Position annotation rows
★ ★ ★ ★

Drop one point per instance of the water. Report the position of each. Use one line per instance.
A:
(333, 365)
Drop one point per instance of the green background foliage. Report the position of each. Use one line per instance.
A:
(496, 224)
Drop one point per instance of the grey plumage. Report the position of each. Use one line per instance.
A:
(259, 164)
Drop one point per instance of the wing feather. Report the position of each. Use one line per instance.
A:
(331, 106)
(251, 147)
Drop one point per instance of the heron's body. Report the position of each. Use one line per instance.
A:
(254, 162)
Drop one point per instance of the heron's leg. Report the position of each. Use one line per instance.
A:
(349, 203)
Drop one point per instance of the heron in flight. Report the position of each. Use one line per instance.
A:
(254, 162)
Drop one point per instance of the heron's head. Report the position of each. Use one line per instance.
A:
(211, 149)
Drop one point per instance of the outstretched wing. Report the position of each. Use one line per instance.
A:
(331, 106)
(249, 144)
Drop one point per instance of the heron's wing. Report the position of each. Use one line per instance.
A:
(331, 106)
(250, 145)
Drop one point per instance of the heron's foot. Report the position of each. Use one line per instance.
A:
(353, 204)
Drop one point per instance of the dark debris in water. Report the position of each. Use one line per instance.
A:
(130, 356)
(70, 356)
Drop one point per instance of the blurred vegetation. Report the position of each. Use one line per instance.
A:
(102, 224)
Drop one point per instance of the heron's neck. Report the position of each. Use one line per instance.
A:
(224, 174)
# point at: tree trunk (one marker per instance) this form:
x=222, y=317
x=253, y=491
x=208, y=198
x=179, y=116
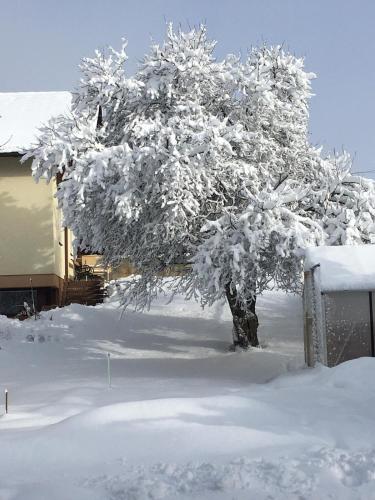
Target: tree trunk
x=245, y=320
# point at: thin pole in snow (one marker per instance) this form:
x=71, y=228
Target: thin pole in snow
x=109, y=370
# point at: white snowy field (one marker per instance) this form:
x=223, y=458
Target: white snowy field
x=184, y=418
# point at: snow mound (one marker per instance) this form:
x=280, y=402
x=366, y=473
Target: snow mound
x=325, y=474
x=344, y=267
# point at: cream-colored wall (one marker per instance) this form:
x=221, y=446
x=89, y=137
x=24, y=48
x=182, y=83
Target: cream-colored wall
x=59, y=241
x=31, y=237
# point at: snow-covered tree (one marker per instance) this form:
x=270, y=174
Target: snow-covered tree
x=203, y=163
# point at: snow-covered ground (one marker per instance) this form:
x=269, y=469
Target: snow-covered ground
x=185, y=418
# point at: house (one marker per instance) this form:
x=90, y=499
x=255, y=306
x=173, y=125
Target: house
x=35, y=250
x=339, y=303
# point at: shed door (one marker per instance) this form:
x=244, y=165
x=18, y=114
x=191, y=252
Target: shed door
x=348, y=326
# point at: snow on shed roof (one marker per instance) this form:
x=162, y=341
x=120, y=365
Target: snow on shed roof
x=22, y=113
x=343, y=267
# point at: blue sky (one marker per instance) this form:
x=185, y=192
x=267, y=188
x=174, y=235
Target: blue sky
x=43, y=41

★ ★ ★ ★

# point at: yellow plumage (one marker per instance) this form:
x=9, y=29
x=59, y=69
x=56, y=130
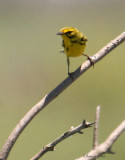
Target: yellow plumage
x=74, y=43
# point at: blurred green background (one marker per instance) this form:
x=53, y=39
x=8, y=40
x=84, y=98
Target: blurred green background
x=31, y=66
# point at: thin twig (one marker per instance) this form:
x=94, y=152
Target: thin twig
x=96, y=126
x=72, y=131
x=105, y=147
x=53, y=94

★ ★ ★ ★

- _Do this_
Rewrite the rows from the line with "# point at: tree" to the line with "x=109, y=370", both ends included, shifting every x and y value that follows a "Target:" line by adding 37. Keep the "# point at" lines and the sample coordinates beneath them unchanged, and leave out the picture.

- _Task answer_
# point at: tree trunk (one marker per instance) this form:
x=222, y=317
x=253, y=491
x=208, y=198
x=179, y=116
Target: tree trunk
x=282, y=357
# point at: thin pole in snow (one marker per instance) this form:
x=71, y=228
Target: thin pole in snow
x=146, y=407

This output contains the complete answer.